WRITTEN REQUEST A: Arrange the records as a two-column CSV with the columns "prompt" and "response", one row per request. Begin at the line containing "Look at the photo above. For each instance of the wooden" and end at the last of the records. Place each request's text and its answer in one quoted field each, with line breaks replaced by spaces.

Related parties; The directive provides increased scrutiny of related party transactions. Material transactions must be announced so that it is possible to assess whether the transaction is fair and reasonable for the company and its shareholders (other than the related party in question). Moreover, such transactions shall be approved “according to procedures which prevent the related party from taking advantage of its position and provide adequate protection for the interests of the company and of the shareholders…”. Member states may, but do not have to, provide that the transactions be approved by shareholders (again, not including the related party in question). Member states can also require that a report be produced and published on whether the transaction is fair and reasonable. The directive correctly requires increased transparency on related party transactions. The requirements in this regard have not necessarily been sufficient - annual disclosures based on IFRS requirements, for example, may be too general and come too late. At the same time, the directive, again correctly, did not provide for mandatory mechanisms which would allow an opportunistic minority, for example, to veto legitimate transactions between a company and a large shareholder. In this regard, it seems that jurisdictions with largely concentrated ownership were able to hold their positions in the EU legislative processes.

The Corporate Constituencies

From a political perspective the directive can be assessed based on how it affects the relative positions of different corporate constituencies, including shareholders (large and small), management and employees, as well as current political concerns related to corporate matters generally (an important aspect of corporate governance in the era post the financial crisis). Indeed, the directive was originally driven by political agendas resulting from the financial crisis. It was argued that corporate governance had provided inadequate mechanisms for the appropriate monitoring of management and of corporate risks. In fact, the directive states that “shareholders in many cases supported managers’ excessive short-term risk taking” and that shareholder monitoring may still be inadequate. Regulatory action pursued in the aftermath of a crisis could generally be expected to favour constituencies other than shareholders, to support protectionist tendencies and to cater to political agendas. The final outcome can be viewed favourably, as at the end of the day the directive did not significantly impede shareholder interests or promote other stakeholders at the cost of shareholders especially as regards the use of control rights. In this regard, the directive clearly reaffirms the primacy of shareholder interests in corporate governance in the EU.

EU Legal Strategies

SHRD II and the legislative process behind the directive may not reflect the best way to develop EU level corporate governance regulation. EU level regulation, as such, has promise for corporate governance in that nationally entrenched and inefficient structures can be side-lined and efforts made towards a more level playing field. However, the legal strategy and the legislative processes of the EU seem flawed. Detailed regulatory initiatives introduced by the Commission are subjected to intense negotiations and lobbying and often end up as watered down instruments – and in many cases rightly so where the effects of the original proposal have not been well investigated. A more general policy approach at the initial level would be appropriate – and then alternative mechanisms can be worked out to implement those policies in different institutional environments. Also, more detailed comparative analysis is still needed with respect to European company law and corporate governance to allow for more nuanced regulatory intervention at the EU level.

WRITTEN REQUEST B: According to the text on the shareholder rights directive, what originally drove the directive?

GIVEN DATA:
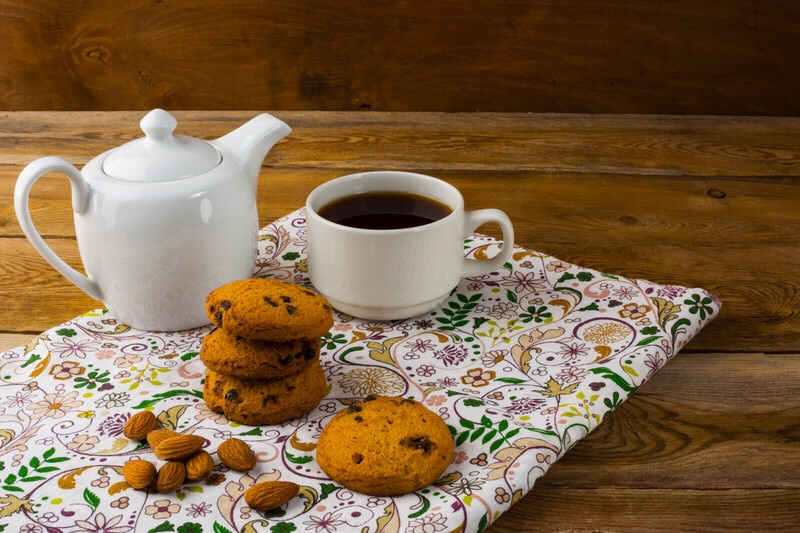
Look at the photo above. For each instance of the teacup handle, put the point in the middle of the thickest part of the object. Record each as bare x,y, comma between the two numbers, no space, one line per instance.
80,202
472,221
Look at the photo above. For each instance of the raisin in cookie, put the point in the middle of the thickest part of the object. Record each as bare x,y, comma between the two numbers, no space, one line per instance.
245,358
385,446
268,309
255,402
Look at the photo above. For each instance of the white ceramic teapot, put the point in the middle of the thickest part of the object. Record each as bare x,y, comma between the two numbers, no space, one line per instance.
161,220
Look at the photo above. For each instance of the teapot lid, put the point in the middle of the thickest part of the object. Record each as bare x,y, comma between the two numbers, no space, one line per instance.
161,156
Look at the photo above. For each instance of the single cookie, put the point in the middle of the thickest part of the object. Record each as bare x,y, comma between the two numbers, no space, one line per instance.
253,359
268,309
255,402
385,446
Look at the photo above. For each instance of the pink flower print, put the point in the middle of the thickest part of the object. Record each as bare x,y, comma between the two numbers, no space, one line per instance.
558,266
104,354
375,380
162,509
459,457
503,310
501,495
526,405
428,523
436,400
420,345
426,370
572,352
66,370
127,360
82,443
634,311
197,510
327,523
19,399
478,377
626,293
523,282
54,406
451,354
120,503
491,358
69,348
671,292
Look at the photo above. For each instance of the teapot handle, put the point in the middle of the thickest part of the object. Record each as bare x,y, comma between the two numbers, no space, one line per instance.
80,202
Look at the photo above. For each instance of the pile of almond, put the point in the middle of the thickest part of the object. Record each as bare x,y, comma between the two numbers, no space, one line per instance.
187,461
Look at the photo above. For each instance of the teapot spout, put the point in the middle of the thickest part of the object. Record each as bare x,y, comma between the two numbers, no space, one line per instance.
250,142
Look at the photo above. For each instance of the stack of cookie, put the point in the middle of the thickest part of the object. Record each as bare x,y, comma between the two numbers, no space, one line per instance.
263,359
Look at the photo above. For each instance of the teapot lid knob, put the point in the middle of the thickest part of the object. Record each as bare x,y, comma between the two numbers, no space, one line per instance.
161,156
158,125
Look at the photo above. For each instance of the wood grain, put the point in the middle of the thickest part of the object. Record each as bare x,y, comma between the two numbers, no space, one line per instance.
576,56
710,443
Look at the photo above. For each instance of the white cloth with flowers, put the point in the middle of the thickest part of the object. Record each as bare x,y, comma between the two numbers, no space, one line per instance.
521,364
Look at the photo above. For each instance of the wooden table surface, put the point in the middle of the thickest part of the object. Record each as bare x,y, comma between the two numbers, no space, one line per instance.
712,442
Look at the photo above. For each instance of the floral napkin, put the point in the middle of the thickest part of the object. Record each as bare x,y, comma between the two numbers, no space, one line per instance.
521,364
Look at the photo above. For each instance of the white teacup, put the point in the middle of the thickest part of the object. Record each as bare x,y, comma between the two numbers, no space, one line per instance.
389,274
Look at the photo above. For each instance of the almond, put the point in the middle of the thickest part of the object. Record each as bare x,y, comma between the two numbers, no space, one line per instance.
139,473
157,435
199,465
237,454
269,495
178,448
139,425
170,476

RIGHT ANSWER A:
prompt,response
"Look at the photo above. For each instance of the wooden table surface, put the point in the middle of the thickest part of the object. Record each as bare x,y, comma between the two numbers, no space, one line per instance.","712,442"
"Look at the photo above. For each instance of the floral napkin, put the point in the middle of the thickest part of the object. Record each as bare x,y, comma between the two numbers, no space, one line per instance.","521,364"
"Look at the photo above. For each instance of the white teacup, put the point in the middle of the thickest part of the object. Record each as bare x,y, comma between the two numbers, no space, one line per instance.","389,274"
"Look at the photo above. For each instance of the almond, put the point in the middle of the thickest part of the object. Record each as bare x,y, comma between the two numbers, no space, one line per instance.","139,473 157,435 199,465 237,454 269,495 178,448 139,425 170,476"

RIGHT ANSWER B: Political agendas resulting from the financial crisis.